--- start PASSAGE GIVEN ---

Casey Reas: The exhibition’s first room sets the stage for the rest. This room could be in any encyclopedic art museum: Josef Albers, Anni Albers, Max Bill, Sol LeWitt! The selection of works by Vera Molnar are the bridge from mid-20th-century art to the 21st-century works in this show.

I agree with you entirely, the nomenclature around “digital” and “generative” is confusing within the field and it’s entirely opaque to the general public.

However, I saw the public in the show during the opening weekend and I saw people really engaging with the work, from kids to seniors. So, we have the gap between the work, and the vibrance of the experience with the work, and the language around it. 

Installation view showing Sofia Crespo and Anna Ridler, 83 Seeds from a Vanishing Mountain (left) and Monica Rizzoli, four works from Fragments of an Infinite Field (right). Courtesy of Toledo Museum of Art

Sofia Crespo: I’m not sure any work on its own “clarifies” what generative art is. What it does, together with the other pieces in “Infinite Images”, is highlight how diverse generative practices actually are.

There are code-based systems, works where AI is used, more procedural or rule-based approaches, and pieces that sit somewhere in between. For me, that diversity is the message that generative art is not a single tool, but a spectrum of practices.

Anna Ridler: I absolutely agree with Sofia. One of the things that is interesting is that “generative” is a word that can hold so many different types of works and practises and is more expansive than what might typically be assumed (something that has been really brought out in the exhibition). It also has lots of associations and connotations outside of the art world, which also I think get brought in whenever you try to truly unpick what it might mean.

Sam Spratt: I can’t say I see it as an issue in need of clarifying but I am not a purist so it’s not my wall to defend. People can and will call this whatever they want regardless of the exhibition — what is or is not generative art, is or is not AI, is or is not digital. Dominion is learning the nuances to name the difference; but that demands curiosity and the exhibition invites curiosity. It is filled with human contributions to a pretty stretched definition of generative art to a purist, but is segmented in such a way as to create dividing lines within that, whether you best access it in print, on screen, in interactive code, immersive instal or, in my case, a room full of people and their stories [The Masks of Luci, 2025 and Masquerade, 2025]

Installation view showing a 𝘘𝘘𝘓 Generation Station by Tyler Hobbs which invites visitors to explore the 𝘘𝘘𝘓 algorithm while taking on the role of parametric artist. Through this interactive experience, participants witness first-hand how small adjustments to the parameters can produce surprising results. Courtesy of Toledo Museum of Art

What this exhibition does — what Julia’s curation allows — is to stretch the word “generative”. I won’t pretend that there isn’t a more technical definition to traditional generative art snapshotted in time, one that my contribution exists almost entirely outside, but I find the act of stretching its meaning to be pretty generative of her: iteration, mutation, emergence from the compounded efforts of humans all trying to wield or translate rules/principles/design/code/math/the god molecule. 

LJ: How important was it to you that every work in “Infinite Images” is made by an artist or artists creating a generative system?

JK: One of the constraints that I had for the exhibition is that every work, every series in this show is created by the artists building their own generative system. Whether that is an algorithmic system or a neural network that they've trained on images or data that they've collected.

--- end PASSAGE GIVEN ---

TASK REQUIREMENTS -> Pick up the interview about the "Infinite Images" exhibition after its last sentence and continue it.

--- start EXTRACTED RECORDS ---

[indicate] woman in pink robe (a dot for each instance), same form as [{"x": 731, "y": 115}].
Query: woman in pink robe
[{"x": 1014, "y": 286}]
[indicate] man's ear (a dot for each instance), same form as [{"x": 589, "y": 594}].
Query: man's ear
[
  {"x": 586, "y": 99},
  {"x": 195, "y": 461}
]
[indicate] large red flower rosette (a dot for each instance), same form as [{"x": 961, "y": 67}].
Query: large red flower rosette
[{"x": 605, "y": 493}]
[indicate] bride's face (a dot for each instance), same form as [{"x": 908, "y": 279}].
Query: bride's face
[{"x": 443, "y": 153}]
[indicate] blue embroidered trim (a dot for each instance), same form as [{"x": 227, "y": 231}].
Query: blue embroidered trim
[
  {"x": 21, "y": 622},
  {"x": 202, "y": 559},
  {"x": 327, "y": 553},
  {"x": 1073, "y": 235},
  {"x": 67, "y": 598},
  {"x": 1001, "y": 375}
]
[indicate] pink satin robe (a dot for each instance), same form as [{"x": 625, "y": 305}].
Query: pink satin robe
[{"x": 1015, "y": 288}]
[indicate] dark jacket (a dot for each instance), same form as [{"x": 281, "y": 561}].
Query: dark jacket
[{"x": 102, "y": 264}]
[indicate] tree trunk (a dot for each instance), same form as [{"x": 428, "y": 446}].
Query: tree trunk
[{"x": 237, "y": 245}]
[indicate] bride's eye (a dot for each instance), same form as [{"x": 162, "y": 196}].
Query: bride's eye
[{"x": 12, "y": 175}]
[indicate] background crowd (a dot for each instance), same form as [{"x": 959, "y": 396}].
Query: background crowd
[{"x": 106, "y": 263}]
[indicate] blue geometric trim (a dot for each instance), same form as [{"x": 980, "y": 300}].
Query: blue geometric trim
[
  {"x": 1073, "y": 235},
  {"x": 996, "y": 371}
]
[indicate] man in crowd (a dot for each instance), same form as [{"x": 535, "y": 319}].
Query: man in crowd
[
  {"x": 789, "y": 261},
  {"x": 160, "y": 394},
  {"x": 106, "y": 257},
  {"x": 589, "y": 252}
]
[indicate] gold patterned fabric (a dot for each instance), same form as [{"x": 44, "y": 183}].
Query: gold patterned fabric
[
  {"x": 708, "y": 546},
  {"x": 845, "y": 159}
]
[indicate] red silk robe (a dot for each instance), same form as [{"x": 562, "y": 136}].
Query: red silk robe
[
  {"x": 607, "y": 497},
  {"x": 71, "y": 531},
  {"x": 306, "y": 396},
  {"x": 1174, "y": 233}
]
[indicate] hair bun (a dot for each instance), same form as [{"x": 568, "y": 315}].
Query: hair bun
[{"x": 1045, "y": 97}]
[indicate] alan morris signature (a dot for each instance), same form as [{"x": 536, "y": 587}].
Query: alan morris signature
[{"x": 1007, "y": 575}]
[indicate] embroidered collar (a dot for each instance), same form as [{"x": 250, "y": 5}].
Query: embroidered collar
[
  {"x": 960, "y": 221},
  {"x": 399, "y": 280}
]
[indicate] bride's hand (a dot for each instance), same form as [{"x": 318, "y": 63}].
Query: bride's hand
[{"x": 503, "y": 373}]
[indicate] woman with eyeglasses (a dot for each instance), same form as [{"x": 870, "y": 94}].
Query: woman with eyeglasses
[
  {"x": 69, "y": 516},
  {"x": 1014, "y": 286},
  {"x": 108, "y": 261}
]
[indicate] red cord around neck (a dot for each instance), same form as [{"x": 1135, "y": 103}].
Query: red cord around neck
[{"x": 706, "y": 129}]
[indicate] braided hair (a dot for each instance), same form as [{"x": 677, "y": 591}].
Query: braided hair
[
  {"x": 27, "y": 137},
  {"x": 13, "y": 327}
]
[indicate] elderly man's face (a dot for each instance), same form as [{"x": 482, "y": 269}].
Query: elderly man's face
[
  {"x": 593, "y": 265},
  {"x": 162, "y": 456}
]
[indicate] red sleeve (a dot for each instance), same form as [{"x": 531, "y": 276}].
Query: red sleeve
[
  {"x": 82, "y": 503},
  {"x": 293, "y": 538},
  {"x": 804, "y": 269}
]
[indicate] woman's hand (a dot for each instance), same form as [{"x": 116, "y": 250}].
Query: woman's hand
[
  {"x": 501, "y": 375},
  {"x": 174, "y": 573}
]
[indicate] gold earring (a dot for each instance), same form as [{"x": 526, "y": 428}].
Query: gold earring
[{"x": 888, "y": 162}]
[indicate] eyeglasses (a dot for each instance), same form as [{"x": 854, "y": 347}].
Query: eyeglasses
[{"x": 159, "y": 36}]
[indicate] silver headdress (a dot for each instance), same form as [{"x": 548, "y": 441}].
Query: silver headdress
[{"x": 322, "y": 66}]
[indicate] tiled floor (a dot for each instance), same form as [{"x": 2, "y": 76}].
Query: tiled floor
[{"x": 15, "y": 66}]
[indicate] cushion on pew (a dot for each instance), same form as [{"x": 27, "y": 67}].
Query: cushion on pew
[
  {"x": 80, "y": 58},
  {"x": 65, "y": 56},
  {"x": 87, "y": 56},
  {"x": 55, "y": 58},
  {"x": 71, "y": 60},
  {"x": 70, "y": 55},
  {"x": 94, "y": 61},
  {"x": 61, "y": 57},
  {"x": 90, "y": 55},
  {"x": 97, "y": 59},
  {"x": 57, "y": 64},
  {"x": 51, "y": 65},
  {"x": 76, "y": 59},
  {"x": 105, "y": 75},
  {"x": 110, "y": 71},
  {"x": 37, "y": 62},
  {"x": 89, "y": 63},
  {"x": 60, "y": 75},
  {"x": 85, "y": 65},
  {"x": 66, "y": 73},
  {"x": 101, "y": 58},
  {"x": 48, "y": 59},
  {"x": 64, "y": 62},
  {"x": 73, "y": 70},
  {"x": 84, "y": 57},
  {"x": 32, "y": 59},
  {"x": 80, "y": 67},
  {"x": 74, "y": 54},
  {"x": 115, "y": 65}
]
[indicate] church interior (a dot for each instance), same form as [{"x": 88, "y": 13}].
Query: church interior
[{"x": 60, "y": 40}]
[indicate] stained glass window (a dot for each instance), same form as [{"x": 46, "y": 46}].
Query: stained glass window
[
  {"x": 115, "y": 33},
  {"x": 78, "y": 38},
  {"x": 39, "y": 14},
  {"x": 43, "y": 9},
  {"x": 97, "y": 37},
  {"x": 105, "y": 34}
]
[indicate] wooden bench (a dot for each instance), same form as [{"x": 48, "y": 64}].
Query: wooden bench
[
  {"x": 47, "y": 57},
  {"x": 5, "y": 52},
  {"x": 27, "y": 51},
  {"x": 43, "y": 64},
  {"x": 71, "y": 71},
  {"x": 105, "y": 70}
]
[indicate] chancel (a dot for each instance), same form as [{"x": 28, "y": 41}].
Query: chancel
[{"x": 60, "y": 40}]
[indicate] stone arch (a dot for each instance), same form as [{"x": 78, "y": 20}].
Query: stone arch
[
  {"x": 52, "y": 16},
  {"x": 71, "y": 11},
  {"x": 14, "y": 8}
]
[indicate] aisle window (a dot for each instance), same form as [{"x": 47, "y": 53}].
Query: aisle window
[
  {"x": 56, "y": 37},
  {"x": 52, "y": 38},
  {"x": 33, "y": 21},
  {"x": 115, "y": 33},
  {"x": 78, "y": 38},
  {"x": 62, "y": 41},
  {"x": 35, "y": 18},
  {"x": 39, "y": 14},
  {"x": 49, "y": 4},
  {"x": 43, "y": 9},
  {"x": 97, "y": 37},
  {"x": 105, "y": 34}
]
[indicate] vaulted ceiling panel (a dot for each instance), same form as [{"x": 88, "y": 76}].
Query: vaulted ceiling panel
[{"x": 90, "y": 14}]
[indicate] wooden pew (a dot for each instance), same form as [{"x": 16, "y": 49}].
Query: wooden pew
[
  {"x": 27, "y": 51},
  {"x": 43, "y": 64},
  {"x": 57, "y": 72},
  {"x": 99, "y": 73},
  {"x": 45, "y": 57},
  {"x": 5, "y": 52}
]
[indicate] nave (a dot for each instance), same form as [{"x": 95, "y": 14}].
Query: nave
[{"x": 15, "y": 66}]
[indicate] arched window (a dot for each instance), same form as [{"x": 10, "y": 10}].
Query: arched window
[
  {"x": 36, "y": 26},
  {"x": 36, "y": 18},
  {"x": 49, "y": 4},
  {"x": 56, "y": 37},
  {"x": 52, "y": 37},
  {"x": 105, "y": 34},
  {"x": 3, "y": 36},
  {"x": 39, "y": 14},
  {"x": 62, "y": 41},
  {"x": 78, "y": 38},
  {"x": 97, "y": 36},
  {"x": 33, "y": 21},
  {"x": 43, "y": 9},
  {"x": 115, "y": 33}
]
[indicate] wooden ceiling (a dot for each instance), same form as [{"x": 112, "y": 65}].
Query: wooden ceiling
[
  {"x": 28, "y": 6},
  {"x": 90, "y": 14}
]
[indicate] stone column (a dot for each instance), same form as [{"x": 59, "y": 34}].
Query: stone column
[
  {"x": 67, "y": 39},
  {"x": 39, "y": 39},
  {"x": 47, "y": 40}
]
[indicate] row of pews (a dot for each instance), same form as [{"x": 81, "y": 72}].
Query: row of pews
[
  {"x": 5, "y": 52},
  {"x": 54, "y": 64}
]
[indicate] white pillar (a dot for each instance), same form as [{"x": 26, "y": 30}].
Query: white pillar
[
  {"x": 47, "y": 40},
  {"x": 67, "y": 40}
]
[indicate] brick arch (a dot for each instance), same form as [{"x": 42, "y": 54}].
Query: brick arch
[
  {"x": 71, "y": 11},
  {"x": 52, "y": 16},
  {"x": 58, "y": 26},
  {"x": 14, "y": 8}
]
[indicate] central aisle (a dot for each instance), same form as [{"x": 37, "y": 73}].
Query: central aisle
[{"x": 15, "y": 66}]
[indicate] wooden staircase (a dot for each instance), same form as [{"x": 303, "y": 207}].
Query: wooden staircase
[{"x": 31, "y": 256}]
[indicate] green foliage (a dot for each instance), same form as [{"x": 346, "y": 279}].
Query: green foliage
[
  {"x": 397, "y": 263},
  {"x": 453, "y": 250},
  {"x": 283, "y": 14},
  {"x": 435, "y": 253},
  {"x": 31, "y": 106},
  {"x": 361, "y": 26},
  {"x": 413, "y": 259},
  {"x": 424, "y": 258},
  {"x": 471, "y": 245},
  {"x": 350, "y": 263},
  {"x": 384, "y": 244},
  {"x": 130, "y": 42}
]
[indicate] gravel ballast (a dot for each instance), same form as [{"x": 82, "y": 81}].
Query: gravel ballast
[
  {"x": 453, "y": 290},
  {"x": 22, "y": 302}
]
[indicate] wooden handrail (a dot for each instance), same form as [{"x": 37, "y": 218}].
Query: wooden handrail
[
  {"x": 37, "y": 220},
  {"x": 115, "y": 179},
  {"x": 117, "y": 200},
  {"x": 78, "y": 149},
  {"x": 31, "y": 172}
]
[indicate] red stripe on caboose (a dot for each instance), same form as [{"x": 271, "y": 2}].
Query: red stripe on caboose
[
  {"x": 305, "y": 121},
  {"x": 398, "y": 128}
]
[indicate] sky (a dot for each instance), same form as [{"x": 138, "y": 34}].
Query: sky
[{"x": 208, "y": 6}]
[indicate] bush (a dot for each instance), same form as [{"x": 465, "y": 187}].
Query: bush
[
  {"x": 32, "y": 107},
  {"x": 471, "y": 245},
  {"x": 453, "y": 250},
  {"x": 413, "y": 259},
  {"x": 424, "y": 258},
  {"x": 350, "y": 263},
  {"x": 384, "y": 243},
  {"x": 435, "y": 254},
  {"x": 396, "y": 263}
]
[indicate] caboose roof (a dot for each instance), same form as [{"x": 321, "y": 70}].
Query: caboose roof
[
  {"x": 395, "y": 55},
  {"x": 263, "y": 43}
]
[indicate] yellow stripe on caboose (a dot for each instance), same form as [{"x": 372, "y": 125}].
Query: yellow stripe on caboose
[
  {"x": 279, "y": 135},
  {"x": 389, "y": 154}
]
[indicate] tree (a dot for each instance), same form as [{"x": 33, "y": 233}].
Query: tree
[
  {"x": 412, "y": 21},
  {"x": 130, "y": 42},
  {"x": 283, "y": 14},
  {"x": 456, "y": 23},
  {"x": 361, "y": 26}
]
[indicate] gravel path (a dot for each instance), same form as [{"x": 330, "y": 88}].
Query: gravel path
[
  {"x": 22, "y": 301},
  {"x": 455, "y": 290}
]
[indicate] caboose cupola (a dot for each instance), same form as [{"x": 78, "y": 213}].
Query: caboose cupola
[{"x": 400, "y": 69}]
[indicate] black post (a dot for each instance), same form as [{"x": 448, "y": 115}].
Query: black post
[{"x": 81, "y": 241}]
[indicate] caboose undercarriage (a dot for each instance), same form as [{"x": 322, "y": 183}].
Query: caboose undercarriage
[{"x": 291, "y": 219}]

--- end EXTRACTED RECORDS ---

TASK RESULT ->
The way that I define generative art is that the artist creates a system that they design and then work with. And there is automation embedded in this process, but there's also intent and creativity and craft in the process of building out the parameters, the set of constraints, the conceptual framework that generates the work. [Then there is] randomness. When you're building a more compact algorithmic program it's the kind of work that a Vera Molnar would have done.

Without the insertion of randomness, you would know all of the outputs in advance. (Julia Kaganskiy)
Installation view showing plotter drawing by Vera Molnar from Des(ordres) series, 1974. Courtesy of Toledo Museum of Art

So previously, when Molnar was working in an analog fashion, she would use dice or find telephone numbers from a phone book to introduce that randomness manually. But then, when she got access to computers, it was kind of the perfect instrument to introduce this randomness through the pseudo random number generator. And I think with more advanced deep learning systems, what you have is just a far more layered, hyperdimensional, space of parameters and possibilities.

Fundamentally, there are some kind of building blocks that you can use to understand the more complex processes by looking at the simple ones.

CR: The show is about the art of systems. Building generative systems is the crux of the show for me!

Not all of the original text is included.